==== Task inputs ====

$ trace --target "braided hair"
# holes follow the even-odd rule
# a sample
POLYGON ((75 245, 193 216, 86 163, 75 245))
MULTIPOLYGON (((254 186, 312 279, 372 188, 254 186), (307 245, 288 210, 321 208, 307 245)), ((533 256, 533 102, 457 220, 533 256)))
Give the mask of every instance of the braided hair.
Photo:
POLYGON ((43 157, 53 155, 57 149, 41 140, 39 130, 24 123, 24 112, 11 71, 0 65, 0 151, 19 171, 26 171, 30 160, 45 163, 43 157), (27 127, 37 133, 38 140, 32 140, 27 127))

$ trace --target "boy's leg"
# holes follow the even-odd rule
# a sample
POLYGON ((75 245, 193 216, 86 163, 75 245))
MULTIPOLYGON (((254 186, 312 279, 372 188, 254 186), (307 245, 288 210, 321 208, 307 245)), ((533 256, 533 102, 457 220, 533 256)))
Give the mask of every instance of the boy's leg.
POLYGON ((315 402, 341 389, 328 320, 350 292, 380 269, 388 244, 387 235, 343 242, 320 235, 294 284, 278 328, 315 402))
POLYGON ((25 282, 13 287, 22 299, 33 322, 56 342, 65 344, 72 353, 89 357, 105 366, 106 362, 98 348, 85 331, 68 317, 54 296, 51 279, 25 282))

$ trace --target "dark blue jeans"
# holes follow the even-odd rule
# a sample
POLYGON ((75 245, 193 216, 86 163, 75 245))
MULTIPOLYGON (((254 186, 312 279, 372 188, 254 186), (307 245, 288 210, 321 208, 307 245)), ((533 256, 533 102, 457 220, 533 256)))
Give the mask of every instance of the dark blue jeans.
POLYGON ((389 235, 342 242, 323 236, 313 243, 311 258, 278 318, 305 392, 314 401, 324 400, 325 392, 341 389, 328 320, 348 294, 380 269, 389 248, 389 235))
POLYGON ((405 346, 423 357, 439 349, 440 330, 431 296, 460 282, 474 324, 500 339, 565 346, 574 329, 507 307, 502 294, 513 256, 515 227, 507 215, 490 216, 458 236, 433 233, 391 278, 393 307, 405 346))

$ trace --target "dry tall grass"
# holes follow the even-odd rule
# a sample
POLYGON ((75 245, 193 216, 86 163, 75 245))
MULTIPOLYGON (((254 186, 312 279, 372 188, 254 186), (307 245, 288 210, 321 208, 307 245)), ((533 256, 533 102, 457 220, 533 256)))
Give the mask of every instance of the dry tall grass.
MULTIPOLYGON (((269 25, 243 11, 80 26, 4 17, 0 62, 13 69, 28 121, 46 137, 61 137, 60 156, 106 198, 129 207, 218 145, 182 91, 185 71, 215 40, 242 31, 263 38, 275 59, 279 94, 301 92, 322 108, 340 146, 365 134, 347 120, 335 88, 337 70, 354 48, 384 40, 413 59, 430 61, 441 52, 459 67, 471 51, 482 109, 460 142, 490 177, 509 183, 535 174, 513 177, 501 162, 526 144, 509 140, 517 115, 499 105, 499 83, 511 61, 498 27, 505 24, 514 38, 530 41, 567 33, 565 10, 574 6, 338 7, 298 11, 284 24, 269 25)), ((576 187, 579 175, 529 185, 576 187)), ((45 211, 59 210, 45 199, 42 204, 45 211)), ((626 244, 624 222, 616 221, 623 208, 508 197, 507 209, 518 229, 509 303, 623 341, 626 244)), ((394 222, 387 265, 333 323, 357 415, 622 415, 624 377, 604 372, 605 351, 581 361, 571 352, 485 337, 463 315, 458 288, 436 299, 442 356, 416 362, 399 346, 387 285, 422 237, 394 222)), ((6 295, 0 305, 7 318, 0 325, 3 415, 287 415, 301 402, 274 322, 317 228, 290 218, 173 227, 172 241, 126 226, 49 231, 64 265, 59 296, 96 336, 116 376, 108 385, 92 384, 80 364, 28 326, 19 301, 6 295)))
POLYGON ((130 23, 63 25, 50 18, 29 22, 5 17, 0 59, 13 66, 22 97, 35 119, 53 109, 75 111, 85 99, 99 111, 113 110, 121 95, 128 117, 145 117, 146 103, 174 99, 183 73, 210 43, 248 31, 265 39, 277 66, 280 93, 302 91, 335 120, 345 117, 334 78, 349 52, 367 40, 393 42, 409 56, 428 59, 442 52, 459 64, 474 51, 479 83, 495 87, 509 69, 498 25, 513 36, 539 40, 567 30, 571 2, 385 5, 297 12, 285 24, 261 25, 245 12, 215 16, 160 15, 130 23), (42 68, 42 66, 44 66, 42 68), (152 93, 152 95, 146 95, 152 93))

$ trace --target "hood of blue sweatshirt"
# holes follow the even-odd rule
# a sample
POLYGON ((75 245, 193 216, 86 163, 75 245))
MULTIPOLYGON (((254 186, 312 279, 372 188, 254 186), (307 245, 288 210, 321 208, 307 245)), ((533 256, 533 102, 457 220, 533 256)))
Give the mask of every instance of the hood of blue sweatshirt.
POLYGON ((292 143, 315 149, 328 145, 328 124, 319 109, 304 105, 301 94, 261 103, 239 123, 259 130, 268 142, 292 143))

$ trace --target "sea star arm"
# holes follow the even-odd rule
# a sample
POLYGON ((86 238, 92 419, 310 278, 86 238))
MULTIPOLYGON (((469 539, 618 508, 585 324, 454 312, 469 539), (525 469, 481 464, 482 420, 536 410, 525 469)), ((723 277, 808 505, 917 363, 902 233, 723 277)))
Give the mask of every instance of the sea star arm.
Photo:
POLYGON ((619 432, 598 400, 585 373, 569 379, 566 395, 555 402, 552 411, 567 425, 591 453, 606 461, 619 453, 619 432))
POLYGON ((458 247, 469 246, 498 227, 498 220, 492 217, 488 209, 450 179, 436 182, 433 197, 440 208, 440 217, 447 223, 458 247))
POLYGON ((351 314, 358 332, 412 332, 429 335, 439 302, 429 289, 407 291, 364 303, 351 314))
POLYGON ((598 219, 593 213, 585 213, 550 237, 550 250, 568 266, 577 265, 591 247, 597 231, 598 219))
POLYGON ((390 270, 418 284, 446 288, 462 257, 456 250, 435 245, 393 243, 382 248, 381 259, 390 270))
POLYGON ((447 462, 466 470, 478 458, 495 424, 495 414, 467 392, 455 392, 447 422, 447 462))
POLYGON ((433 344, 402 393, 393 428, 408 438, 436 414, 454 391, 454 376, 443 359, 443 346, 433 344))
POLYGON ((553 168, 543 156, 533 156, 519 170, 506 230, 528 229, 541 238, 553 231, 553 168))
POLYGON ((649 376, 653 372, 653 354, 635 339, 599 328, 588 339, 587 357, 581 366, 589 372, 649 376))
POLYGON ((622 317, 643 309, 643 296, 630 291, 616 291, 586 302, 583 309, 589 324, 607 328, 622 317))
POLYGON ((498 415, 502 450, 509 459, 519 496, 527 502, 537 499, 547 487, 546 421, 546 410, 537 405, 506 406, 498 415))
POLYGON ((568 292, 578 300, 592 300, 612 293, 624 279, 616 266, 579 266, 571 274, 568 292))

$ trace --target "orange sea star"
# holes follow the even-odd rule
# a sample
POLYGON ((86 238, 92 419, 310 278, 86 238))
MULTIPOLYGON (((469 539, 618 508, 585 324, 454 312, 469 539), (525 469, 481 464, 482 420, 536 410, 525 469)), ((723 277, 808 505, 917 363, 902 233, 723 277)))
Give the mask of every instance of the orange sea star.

====

● Task item:
Your task is to retype the complete material exactly as it was given.

● Problem solution:
$ trace --target "braided hair"
# holes follow the even-odd rule
# a sample
POLYGON ((75 245, 193 216, 86 163, 75 245))
MULTIPOLYGON (((254 186, 312 279, 372 188, 254 186), (307 245, 288 210, 321 208, 307 245)), ((533 256, 533 102, 457 220, 533 256)))
Give the mask of every instance of the braided hair.
Photo:
POLYGON ((43 157, 53 155, 57 149, 41 140, 39 130, 24 123, 24 112, 11 71, 0 65, 0 151, 19 171, 26 171, 30 160, 45 163, 43 157), (27 127, 37 133, 38 140, 32 140, 27 127))

$ trace --target "boy's leg"
# holes follow the even-odd rule
# a sample
POLYGON ((75 245, 193 216, 86 163, 75 245))
MULTIPOLYGON (((254 186, 312 279, 372 188, 254 186), (307 245, 288 210, 321 208, 307 245)), ((533 256, 533 102, 457 220, 533 256)))
Give the mask of every instance of the boy's leg.
POLYGON ((315 402, 341 389, 328 320, 350 292, 380 269, 388 244, 387 235, 343 242, 320 235, 294 284, 278 328, 315 402))
POLYGON ((25 282, 13 287, 22 299, 33 322, 56 342, 65 344, 72 353, 89 357, 105 366, 106 362, 98 348, 85 331, 68 317, 54 296, 51 279, 25 282))

$ trace --target "dark blue jeans"
# holes follow the even-odd rule
# a sample
POLYGON ((75 245, 193 216, 86 163, 75 245))
MULTIPOLYGON (((254 186, 312 279, 372 188, 254 186), (307 245, 288 210, 321 208, 307 245)), ((533 256, 533 102, 457 220, 533 256)))
Give the mask of every instance of the dark blue jeans.
POLYGON ((389 235, 342 242, 323 236, 313 243, 311 258, 278 318, 305 392, 314 401, 324 400, 325 392, 341 389, 328 320, 348 294, 380 269, 389 248, 389 235))
POLYGON ((405 346, 423 357, 439 349, 440 330, 431 296, 460 282, 474 324, 500 339, 565 346, 574 329, 507 307, 502 294, 513 256, 515 227, 507 215, 490 216, 458 236, 433 233, 391 278, 393 307, 405 346))

$ trace --target "dry tall grass"
# holes follow the even-odd rule
# a sample
POLYGON ((75 245, 193 216, 86 163, 75 245))
MULTIPOLYGON (((254 186, 312 279, 372 188, 254 186), (307 245, 288 210, 321 208, 307 245)), ((533 256, 533 102, 457 220, 533 256)))
Give the mask of every instance of the dry tall grass.
MULTIPOLYGON (((269 25, 243 11, 80 26, 4 17, 0 62, 13 69, 28 121, 46 137, 61 137, 60 156, 106 198, 129 207, 218 145, 182 91, 185 71, 215 40, 242 31, 263 38, 275 59, 279 94, 301 92, 322 108, 340 146, 365 134, 347 120, 335 88, 337 70, 354 48, 384 40, 413 59, 430 61, 441 52, 459 67, 471 51, 482 109, 460 142, 490 177, 509 183, 535 174, 513 177, 501 162, 526 144, 509 140, 517 115, 499 105, 499 83, 511 61, 498 27, 505 24, 514 38, 530 41, 567 33, 565 10, 574 6, 338 7, 298 11, 284 24, 269 25)), ((576 187, 579 175, 529 185, 576 187)), ((45 211, 59 210, 45 199, 42 204, 45 211)), ((626 244, 624 222, 616 221, 623 208, 508 197, 507 209, 518 229, 509 303, 623 341, 626 244)), ((394 222, 387 265, 333 323, 357 415, 622 415, 624 377, 604 372, 605 351, 581 361, 571 352, 485 337, 463 315, 458 288, 436 299, 442 356, 416 362, 399 346, 387 285, 422 237, 394 222)), ((6 295, 0 305, 7 318, 0 325, 3 415, 287 415, 301 402, 274 322, 317 228, 290 218, 173 227, 172 241, 126 226, 49 231, 64 265, 59 296, 96 336, 116 376, 108 385, 92 384, 80 364, 28 326, 19 301, 6 295)))
POLYGON ((130 23, 63 25, 50 18, 29 22, 5 17, 0 59, 13 66, 22 97, 35 119, 53 109, 75 111, 85 99, 99 111, 113 110, 121 95, 128 117, 145 117, 146 103, 174 99, 183 73, 210 43, 248 31, 265 39, 277 66, 280 93, 302 91, 335 120, 345 117, 334 78, 349 52, 367 40, 393 42, 409 56, 428 59, 442 52, 459 64, 474 51, 479 83, 495 87, 509 69, 498 25, 513 36, 539 40, 567 30, 571 2, 385 5, 297 12, 285 24, 261 25, 245 12, 215 16, 160 15, 130 23), (42 68, 42 66, 44 66, 42 68), (152 93, 152 95, 146 95, 152 93))

$ trace --target "hood of blue sweatshirt"
# holes follow the even-odd rule
# a sample
POLYGON ((75 245, 193 216, 86 163, 75 245))
MULTIPOLYGON (((254 186, 312 279, 372 188, 254 186), (307 245, 288 210, 321 208, 307 245)), ((533 256, 533 102, 457 220, 533 256)))
Give the mask of every instance of the hood of blue sweatshirt.
POLYGON ((292 143, 315 149, 328 145, 328 124, 319 109, 304 105, 301 94, 261 103, 239 123, 259 130, 268 142, 292 143))

$ trace --target "sea star arm"
# holes follow the even-odd rule
# a sample
POLYGON ((86 238, 92 419, 310 278, 86 238))
MULTIPOLYGON (((469 539, 618 508, 585 324, 454 312, 469 539), (525 469, 481 464, 482 420, 536 410, 525 469)), ((723 277, 808 505, 917 363, 902 233, 723 277)))
Give the mask of every instance of the sea star arm.
Photo:
POLYGON ((619 432, 598 400, 585 373, 569 379, 566 395, 555 402, 552 411, 567 425, 591 453, 606 461, 619 453, 619 432))
POLYGON ((458 247, 469 246, 498 227, 498 220, 492 217, 488 209, 450 179, 436 182, 433 197, 440 208, 440 217, 447 223, 458 247))
POLYGON ((351 314, 358 332, 412 332, 429 335, 439 302, 429 289, 407 291, 364 303, 351 314))
POLYGON ((598 219, 593 213, 585 213, 550 237, 550 250, 568 266, 577 265, 591 247, 597 231, 598 219))
POLYGON ((390 270, 418 284, 446 288, 462 257, 456 250, 435 245, 393 243, 382 248, 381 259, 390 270))
POLYGON ((447 462, 466 470, 478 458, 495 424, 495 414, 467 392, 455 392, 447 422, 447 462))
POLYGON ((433 344, 402 393, 393 428, 408 438, 436 414, 454 391, 454 376, 443 359, 443 346, 433 344))
POLYGON ((553 168, 543 156, 533 156, 519 170, 506 230, 528 229, 541 238, 553 231, 553 168))
POLYGON ((649 376, 653 372, 653 354, 635 339, 599 328, 588 339, 587 357, 581 366, 589 372, 649 376))
POLYGON ((622 317, 643 309, 643 296, 630 291, 616 291, 586 302, 583 309, 589 324, 607 328, 622 317))
POLYGON ((498 415, 502 450, 509 459, 519 496, 527 502, 537 499, 547 487, 546 421, 546 410, 537 405, 506 406, 498 415))
POLYGON ((568 292, 578 300, 592 300, 612 293, 624 279, 616 266, 579 266, 571 274, 568 292))

$ trace --target "orange sea star"
# holes follow the even-odd rule
# a sample
POLYGON ((86 238, 92 419, 310 278, 86 238))
MULTIPOLYGON (((469 539, 618 508, 585 324, 454 312, 469 539), (525 469, 481 464, 482 420, 536 410, 525 469)), ((723 277, 808 505, 917 363, 902 233, 723 277)))
Give the mask of every instance of the orange sea star.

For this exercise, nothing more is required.